Saved data entries
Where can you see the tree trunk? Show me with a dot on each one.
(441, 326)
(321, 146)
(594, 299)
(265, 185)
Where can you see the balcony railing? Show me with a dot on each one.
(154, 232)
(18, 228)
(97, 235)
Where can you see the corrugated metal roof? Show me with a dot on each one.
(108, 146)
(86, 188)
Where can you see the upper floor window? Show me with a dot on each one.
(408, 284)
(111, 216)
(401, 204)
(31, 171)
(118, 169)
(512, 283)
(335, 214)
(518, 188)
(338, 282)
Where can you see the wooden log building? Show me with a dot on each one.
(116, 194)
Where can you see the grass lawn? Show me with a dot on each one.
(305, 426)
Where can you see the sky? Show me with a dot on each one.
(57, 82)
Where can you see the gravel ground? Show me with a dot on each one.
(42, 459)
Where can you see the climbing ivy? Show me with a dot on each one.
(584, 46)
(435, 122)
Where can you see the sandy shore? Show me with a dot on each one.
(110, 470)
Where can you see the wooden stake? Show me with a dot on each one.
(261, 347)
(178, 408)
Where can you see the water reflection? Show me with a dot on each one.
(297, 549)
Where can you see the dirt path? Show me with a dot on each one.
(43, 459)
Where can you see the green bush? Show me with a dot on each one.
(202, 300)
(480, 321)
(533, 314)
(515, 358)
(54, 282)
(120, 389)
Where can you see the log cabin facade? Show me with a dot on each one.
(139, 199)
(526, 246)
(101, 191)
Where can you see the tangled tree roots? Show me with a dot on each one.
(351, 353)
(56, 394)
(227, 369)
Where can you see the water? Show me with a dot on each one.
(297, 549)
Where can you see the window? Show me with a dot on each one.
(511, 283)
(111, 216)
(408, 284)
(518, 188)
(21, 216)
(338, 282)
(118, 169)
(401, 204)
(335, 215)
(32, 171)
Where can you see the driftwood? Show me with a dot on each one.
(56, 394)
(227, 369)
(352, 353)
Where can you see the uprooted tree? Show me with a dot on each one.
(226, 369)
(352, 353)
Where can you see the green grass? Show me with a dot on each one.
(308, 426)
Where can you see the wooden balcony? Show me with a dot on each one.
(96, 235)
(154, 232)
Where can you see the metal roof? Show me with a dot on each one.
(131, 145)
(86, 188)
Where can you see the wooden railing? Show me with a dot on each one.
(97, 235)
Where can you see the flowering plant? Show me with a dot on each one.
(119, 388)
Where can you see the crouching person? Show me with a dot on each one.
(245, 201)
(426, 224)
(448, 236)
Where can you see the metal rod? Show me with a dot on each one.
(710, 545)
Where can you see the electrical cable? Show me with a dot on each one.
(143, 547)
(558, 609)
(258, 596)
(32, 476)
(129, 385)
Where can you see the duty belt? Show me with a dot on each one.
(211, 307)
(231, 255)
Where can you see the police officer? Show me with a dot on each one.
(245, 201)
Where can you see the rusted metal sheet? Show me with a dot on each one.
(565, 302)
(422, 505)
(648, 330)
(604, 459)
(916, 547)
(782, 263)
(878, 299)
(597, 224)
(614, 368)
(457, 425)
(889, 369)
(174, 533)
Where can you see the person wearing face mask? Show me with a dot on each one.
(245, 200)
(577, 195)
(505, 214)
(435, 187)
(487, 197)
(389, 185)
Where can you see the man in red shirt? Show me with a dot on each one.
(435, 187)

**EXERCISE OBJECTIVE**
Exactly the lines from the one containing "Where can you see the rusted" through the end of the records above should be returned, with both ends kept.

**EXERCISE SOLUTION**
Where can you see the rusted metal sheet? Show me with a dot on each one.
(565, 302)
(422, 505)
(648, 330)
(604, 459)
(916, 547)
(782, 263)
(878, 299)
(597, 224)
(614, 368)
(457, 425)
(889, 369)
(174, 533)
Where can you see the person wearing face mask? Show me with a dot on each one.
(245, 200)
(577, 195)
(505, 214)
(435, 187)
(487, 197)
(389, 185)
Where can you see the man in red shirt? Show me with a dot on each one.
(435, 187)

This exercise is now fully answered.